Set out every one of the following lines as a numbered list, leaving out the blank lines.
### Listed entries
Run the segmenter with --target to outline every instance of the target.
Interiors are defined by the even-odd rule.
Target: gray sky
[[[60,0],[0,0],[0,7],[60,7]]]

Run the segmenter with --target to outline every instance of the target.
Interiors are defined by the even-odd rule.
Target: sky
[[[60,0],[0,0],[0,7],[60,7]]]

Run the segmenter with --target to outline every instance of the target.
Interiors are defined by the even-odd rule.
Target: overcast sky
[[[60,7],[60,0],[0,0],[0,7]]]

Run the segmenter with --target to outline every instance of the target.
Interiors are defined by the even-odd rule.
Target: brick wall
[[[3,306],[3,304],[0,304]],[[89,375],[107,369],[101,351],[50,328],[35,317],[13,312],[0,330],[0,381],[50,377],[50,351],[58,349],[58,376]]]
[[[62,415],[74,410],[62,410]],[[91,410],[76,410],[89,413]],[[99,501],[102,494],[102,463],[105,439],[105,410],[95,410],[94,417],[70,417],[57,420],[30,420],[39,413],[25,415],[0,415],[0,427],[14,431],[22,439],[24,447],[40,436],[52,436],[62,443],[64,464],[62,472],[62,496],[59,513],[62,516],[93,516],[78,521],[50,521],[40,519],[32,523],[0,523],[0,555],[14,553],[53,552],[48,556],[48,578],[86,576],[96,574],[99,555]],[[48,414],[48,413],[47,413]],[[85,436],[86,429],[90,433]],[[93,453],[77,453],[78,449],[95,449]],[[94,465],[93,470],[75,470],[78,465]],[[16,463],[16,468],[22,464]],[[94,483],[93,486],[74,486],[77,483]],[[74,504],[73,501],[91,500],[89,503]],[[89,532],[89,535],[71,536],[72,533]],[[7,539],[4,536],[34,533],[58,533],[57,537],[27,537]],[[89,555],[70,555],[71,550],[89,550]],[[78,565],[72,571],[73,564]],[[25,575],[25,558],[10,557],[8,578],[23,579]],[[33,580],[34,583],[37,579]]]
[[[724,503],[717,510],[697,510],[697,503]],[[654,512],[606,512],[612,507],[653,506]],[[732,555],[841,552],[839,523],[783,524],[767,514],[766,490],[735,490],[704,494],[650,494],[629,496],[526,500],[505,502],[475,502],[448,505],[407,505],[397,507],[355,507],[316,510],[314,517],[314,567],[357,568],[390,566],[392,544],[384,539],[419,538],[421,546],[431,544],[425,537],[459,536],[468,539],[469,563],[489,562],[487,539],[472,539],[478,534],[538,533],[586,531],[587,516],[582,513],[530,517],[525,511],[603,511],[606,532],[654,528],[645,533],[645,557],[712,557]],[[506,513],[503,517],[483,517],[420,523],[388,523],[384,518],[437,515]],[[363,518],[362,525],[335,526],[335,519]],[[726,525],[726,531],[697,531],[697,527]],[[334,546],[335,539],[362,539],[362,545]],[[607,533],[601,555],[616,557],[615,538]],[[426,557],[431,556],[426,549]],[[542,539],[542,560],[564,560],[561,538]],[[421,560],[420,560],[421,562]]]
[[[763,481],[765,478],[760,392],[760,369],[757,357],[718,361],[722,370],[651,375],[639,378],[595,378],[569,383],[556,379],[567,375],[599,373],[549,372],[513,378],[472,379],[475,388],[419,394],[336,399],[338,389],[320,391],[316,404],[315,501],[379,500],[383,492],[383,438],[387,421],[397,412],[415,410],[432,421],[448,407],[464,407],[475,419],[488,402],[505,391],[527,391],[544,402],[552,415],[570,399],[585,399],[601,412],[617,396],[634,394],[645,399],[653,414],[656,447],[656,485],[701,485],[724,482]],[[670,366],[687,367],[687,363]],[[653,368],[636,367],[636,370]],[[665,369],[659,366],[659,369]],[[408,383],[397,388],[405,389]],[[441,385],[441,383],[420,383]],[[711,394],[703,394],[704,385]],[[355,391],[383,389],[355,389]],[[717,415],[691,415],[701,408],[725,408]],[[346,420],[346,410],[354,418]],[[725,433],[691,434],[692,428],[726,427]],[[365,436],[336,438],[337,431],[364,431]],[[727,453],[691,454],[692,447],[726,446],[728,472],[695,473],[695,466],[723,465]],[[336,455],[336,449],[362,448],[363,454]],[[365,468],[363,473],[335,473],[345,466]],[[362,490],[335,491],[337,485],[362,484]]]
######
• [Solution]
1. Run the segmenter with --target to outline every instance of the target.
2. Interiors are defined by the even-odd rule.
3. Target: gray sky
4. [[[60,0],[0,0],[0,7],[60,7]]]
5. Run the segmenter with --target to outline every instance of the target.
6. Interiors are defined by the even-odd rule.
7. Target: sky
8. [[[60,0],[0,0],[0,7],[60,7]]]
9. Run the segmenter with --target to outline every instance of the target.
10. Interiors are defined by the even-odd rule.
11. Target: overcast sky
12. [[[60,7],[60,0],[0,0],[0,7]]]
13. Run the segmenter with --target to outline every instance of the target.
14. Interiors are defined by the even-odd rule.
15. Target: brick wall
16. [[[3,306],[3,304],[0,304]],[[89,375],[107,369],[101,351],[50,328],[35,317],[13,312],[0,330],[0,381],[50,377],[50,351],[58,349],[58,376]]]
17. [[[62,415],[74,410],[62,410]],[[91,410],[76,410],[89,413]],[[99,501],[102,494],[102,463],[105,439],[105,410],[95,410],[94,417],[70,417],[57,420],[30,420],[39,413],[25,415],[0,415],[0,427],[14,431],[22,439],[24,447],[40,436],[52,436],[62,443],[64,464],[62,472],[62,496],[59,513],[62,516],[93,516],[78,521],[50,521],[40,519],[32,523],[0,523],[0,555],[14,553],[53,552],[48,556],[48,578],[86,576],[96,574],[99,555]],[[48,414],[48,413],[47,413]],[[85,436],[86,429],[90,433]],[[93,453],[77,453],[78,449],[95,449]],[[94,465],[93,470],[75,470],[78,465]],[[16,463],[16,468],[22,464]],[[94,483],[93,486],[74,486],[77,483]],[[74,504],[73,501],[91,500],[89,503]],[[89,532],[89,535],[71,536],[72,533]],[[7,539],[4,536],[34,533],[58,533],[57,537],[27,537]],[[89,555],[70,555],[71,550],[89,550]],[[78,565],[72,571],[73,564]],[[25,575],[25,558],[10,557],[8,578],[23,579]],[[33,580],[34,583],[37,579]]]
18. [[[724,503],[717,510],[697,510],[697,503]],[[654,512],[606,512],[612,507],[653,506]],[[732,555],[841,552],[839,523],[783,524],[767,514],[766,490],[735,490],[704,494],[650,494],[629,496],[526,500],[505,502],[475,502],[448,505],[407,505],[397,507],[355,507],[316,510],[314,517],[314,567],[357,568],[390,566],[392,544],[384,539],[419,538],[421,546],[431,544],[425,537],[459,536],[468,539],[469,563],[489,562],[487,539],[472,539],[478,534],[538,533],[586,531],[587,516],[582,513],[530,517],[525,511],[603,511],[606,532],[654,528],[645,533],[645,557],[712,557]],[[506,513],[503,517],[483,517],[420,523],[388,523],[384,518],[437,515]],[[363,518],[362,525],[335,526],[335,519]],[[726,525],[726,531],[697,531],[697,527]],[[334,546],[335,539],[362,539],[362,545]],[[607,533],[601,555],[616,557],[615,538]],[[426,557],[431,556],[426,549]],[[542,539],[542,560],[564,560],[561,538]],[[421,560],[420,560],[421,562]]]
19. [[[763,481],[765,478],[760,392],[760,369],[757,357],[718,361],[722,370],[651,375],[639,378],[595,378],[569,383],[556,379],[567,375],[599,373],[549,372],[513,378],[472,379],[475,388],[419,394],[336,399],[338,389],[320,391],[316,404],[315,501],[379,500],[383,492],[383,438],[387,421],[397,412],[415,410],[432,421],[448,407],[464,407],[475,419],[488,402],[505,391],[527,391],[544,402],[552,415],[570,399],[585,399],[601,412],[617,396],[634,394],[645,399],[653,414],[656,447],[656,485],[701,485],[724,482]],[[670,366],[687,367],[687,363]],[[653,368],[636,367],[636,370]],[[665,369],[659,366],[659,369]],[[408,383],[397,388],[405,389]],[[441,385],[441,383],[420,383]],[[711,394],[703,394],[704,385]],[[355,391],[383,389],[355,389]],[[717,415],[691,415],[701,408],[725,408]],[[346,420],[346,410],[354,418]],[[725,433],[691,434],[692,428],[726,427]],[[365,436],[336,438],[337,431],[364,431]],[[727,453],[691,454],[692,447],[726,446],[728,472],[695,473],[695,466],[723,465]],[[336,455],[336,449],[362,448],[363,454]],[[365,468],[363,473],[335,473],[345,466]],[[362,490],[335,491],[337,485],[362,484]]]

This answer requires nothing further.